Search the entries below for "mountain" and copy each matching line.

▶ Data extracted from a collection
#####

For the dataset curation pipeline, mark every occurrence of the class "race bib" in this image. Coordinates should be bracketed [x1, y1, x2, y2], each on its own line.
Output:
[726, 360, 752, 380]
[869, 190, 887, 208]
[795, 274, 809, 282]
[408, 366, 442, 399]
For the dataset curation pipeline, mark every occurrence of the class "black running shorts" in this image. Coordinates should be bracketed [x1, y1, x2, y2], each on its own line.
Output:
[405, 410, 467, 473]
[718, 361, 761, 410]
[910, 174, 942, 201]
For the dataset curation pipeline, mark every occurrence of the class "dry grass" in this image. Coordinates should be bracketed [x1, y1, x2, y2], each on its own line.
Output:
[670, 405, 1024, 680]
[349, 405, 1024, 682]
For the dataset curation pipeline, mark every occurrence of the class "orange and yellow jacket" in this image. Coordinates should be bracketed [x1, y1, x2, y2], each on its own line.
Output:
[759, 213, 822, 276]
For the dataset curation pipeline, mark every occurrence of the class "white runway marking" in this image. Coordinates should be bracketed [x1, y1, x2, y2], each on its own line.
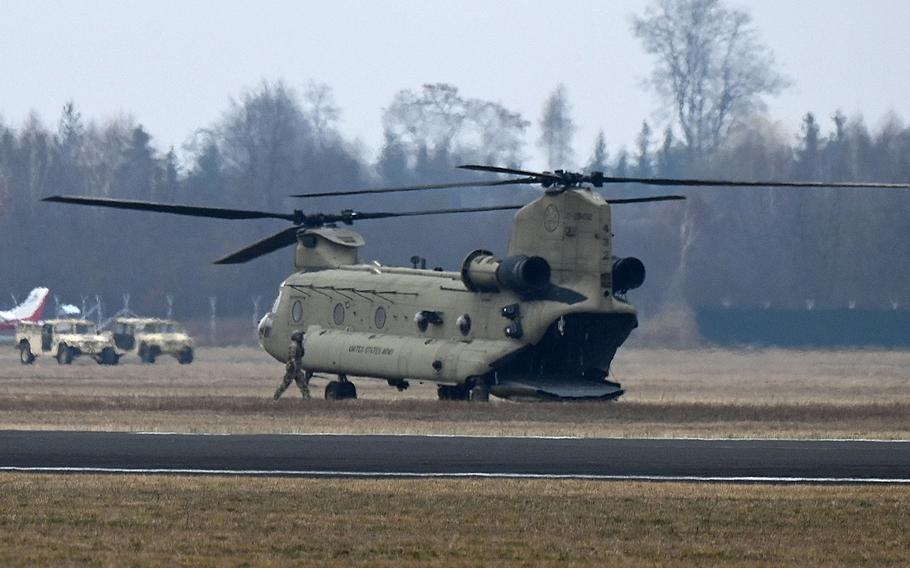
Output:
[2, 466, 909, 484]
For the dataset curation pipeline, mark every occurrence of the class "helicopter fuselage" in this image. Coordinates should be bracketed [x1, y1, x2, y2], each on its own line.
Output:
[258, 187, 642, 400]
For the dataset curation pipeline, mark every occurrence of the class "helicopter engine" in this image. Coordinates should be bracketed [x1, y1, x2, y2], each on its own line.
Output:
[460, 249, 551, 294]
[611, 256, 646, 293]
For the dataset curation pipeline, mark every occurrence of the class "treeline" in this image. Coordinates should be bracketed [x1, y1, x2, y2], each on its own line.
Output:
[1, 82, 909, 318]
[617, 113, 910, 312]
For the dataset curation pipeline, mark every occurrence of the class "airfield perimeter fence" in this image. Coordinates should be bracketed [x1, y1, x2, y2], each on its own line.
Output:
[1, 293, 263, 347]
[5, 293, 910, 348]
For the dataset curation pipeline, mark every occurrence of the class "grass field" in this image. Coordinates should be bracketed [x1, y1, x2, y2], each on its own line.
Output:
[2, 348, 907, 566]
[0, 474, 907, 567]
[1, 346, 908, 438]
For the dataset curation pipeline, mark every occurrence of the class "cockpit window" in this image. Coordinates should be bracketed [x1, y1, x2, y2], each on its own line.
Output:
[271, 290, 283, 313]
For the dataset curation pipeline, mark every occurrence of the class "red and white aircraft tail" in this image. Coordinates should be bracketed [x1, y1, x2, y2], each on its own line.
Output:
[0, 287, 50, 330]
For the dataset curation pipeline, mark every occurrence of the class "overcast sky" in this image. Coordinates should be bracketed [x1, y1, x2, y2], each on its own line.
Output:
[2, 0, 909, 170]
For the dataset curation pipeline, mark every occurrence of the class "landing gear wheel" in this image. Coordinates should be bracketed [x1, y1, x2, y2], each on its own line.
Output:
[177, 347, 194, 365]
[325, 380, 357, 400]
[469, 384, 490, 402]
[19, 343, 35, 365]
[56, 345, 73, 365]
[437, 384, 469, 401]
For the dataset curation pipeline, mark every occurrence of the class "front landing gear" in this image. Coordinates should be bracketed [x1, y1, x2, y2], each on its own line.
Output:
[325, 375, 357, 400]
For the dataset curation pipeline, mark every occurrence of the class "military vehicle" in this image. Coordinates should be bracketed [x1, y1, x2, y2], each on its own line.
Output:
[111, 317, 194, 364]
[43, 165, 910, 400]
[16, 319, 120, 365]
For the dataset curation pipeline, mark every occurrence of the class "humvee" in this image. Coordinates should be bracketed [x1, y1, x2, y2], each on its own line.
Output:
[111, 317, 194, 364]
[16, 319, 120, 365]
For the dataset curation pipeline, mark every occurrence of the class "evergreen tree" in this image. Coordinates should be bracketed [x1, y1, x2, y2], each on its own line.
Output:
[56, 101, 84, 164]
[187, 138, 223, 202]
[795, 112, 820, 179]
[115, 125, 158, 200]
[538, 84, 575, 168]
[634, 121, 653, 177]
[162, 146, 180, 201]
[377, 129, 409, 185]
[613, 148, 629, 177]
[656, 127, 679, 176]
[586, 130, 609, 172]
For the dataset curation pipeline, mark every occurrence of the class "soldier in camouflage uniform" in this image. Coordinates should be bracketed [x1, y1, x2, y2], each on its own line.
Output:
[273, 331, 310, 399]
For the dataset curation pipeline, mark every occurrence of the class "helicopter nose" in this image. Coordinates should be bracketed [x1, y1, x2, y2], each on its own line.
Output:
[257, 313, 273, 344]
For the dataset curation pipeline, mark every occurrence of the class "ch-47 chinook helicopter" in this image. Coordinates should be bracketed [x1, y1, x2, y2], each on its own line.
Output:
[44, 165, 910, 401]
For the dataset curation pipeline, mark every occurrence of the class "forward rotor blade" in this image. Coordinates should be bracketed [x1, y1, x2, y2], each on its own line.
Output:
[43, 195, 297, 221]
[215, 205, 526, 263]
[214, 227, 300, 264]
[291, 177, 538, 199]
[599, 176, 910, 189]
[605, 195, 686, 204]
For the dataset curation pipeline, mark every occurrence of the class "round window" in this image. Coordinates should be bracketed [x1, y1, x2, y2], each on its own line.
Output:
[457, 314, 472, 336]
[374, 306, 387, 329]
[333, 303, 345, 325]
[291, 300, 303, 322]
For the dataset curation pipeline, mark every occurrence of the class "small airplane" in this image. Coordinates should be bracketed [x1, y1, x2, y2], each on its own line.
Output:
[0, 287, 50, 331]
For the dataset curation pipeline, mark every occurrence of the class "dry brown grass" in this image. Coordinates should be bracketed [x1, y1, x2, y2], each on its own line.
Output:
[1, 346, 908, 438]
[0, 474, 907, 567]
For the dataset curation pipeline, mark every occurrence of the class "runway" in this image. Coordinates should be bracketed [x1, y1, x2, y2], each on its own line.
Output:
[1, 431, 908, 483]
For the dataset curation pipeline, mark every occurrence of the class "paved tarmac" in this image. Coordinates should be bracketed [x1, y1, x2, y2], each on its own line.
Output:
[1, 431, 908, 482]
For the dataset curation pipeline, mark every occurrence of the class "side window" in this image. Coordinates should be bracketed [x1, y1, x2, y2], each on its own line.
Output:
[374, 306, 387, 329]
[291, 300, 303, 323]
[333, 303, 345, 325]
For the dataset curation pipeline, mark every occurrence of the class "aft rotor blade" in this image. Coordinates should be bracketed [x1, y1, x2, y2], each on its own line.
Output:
[605, 195, 686, 204]
[43, 195, 297, 222]
[214, 227, 300, 264]
[458, 164, 553, 178]
[291, 177, 538, 199]
[348, 203, 525, 222]
[599, 176, 910, 189]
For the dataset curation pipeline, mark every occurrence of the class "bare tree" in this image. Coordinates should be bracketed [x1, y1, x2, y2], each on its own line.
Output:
[219, 80, 311, 208]
[538, 84, 575, 168]
[632, 0, 788, 159]
[384, 83, 466, 157]
[383, 83, 527, 171]
[303, 81, 341, 147]
[468, 101, 529, 166]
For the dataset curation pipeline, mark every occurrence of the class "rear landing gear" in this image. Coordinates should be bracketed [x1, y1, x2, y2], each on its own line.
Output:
[470, 384, 490, 402]
[325, 375, 357, 400]
[438, 382, 490, 402]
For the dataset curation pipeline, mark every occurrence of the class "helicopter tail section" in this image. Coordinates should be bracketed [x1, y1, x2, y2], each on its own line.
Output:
[485, 312, 636, 401]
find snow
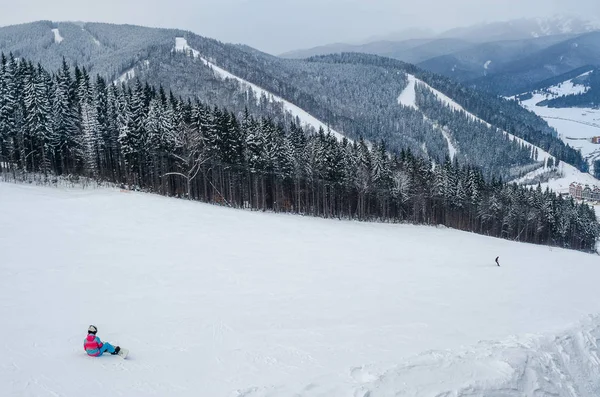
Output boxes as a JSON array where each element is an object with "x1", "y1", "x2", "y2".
[
  {"x1": 2, "y1": 182, "x2": 600, "y2": 396},
  {"x1": 484, "y1": 60, "x2": 492, "y2": 70},
  {"x1": 515, "y1": 72, "x2": 600, "y2": 184},
  {"x1": 440, "y1": 127, "x2": 457, "y2": 160},
  {"x1": 354, "y1": 315, "x2": 600, "y2": 397},
  {"x1": 405, "y1": 74, "x2": 580, "y2": 184},
  {"x1": 175, "y1": 37, "x2": 200, "y2": 58},
  {"x1": 398, "y1": 75, "x2": 457, "y2": 160},
  {"x1": 399, "y1": 73, "x2": 548, "y2": 164},
  {"x1": 397, "y1": 73, "x2": 417, "y2": 109},
  {"x1": 547, "y1": 162, "x2": 599, "y2": 192},
  {"x1": 516, "y1": 160, "x2": 600, "y2": 194},
  {"x1": 115, "y1": 67, "x2": 136, "y2": 84},
  {"x1": 174, "y1": 38, "x2": 345, "y2": 141},
  {"x1": 92, "y1": 37, "x2": 101, "y2": 46},
  {"x1": 546, "y1": 75, "x2": 590, "y2": 97},
  {"x1": 114, "y1": 61, "x2": 151, "y2": 85},
  {"x1": 51, "y1": 28, "x2": 64, "y2": 44}
]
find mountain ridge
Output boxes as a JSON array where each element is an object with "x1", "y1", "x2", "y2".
[{"x1": 0, "y1": 20, "x2": 589, "y2": 179}]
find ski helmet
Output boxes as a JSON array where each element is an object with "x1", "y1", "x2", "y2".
[{"x1": 88, "y1": 325, "x2": 98, "y2": 334}]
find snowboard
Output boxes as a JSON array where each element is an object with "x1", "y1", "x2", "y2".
[{"x1": 117, "y1": 347, "x2": 129, "y2": 359}]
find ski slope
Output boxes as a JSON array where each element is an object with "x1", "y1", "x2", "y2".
[
  {"x1": 398, "y1": 74, "x2": 457, "y2": 160},
  {"x1": 174, "y1": 38, "x2": 345, "y2": 141},
  {"x1": 51, "y1": 28, "x2": 64, "y2": 44},
  {"x1": 398, "y1": 73, "x2": 555, "y2": 167},
  {"x1": 397, "y1": 74, "x2": 417, "y2": 109},
  {"x1": 1, "y1": 182, "x2": 600, "y2": 397},
  {"x1": 401, "y1": 72, "x2": 598, "y2": 188}
]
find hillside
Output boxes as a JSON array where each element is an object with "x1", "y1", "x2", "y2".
[
  {"x1": 279, "y1": 16, "x2": 600, "y2": 98},
  {"x1": 418, "y1": 34, "x2": 575, "y2": 83},
  {"x1": 0, "y1": 21, "x2": 586, "y2": 180},
  {"x1": 537, "y1": 67, "x2": 600, "y2": 108},
  {"x1": 513, "y1": 70, "x2": 600, "y2": 180},
  {"x1": 280, "y1": 38, "x2": 475, "y2": 64},
  {"x1": 471, "y1": 31, "x2": 600, "y2": 95},
  {"x1": 1, "y1": 182, "x2": 600, "y2": 396}
]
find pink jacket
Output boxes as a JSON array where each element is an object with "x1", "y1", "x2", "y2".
[{"x1": 84, "y1": 334, "x2": 103, "y2": 356}]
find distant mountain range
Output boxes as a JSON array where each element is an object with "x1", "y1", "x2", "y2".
[
  {"x1": 281, "y1": 16, "x2": 600, "y2": 96},
  {"x1": 282, "y1": 16, "x2": 600, "y2": 58},
  {"x1": 424, "y1": 31, "x2": 600, "y2": 95},
  {"x1": 439, "y1": 16, "x2": 600, "y2": 42}
]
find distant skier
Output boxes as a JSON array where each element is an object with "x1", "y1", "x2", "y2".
[
  {"x1": 84, "y1": 325, "x2": 121, "y2": 357},
  {"x1": 495, "y1": 256, "x2": 500, "y2": 267}
]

#####

▶ Solution to this task
find mountain ridge
find distant mountain range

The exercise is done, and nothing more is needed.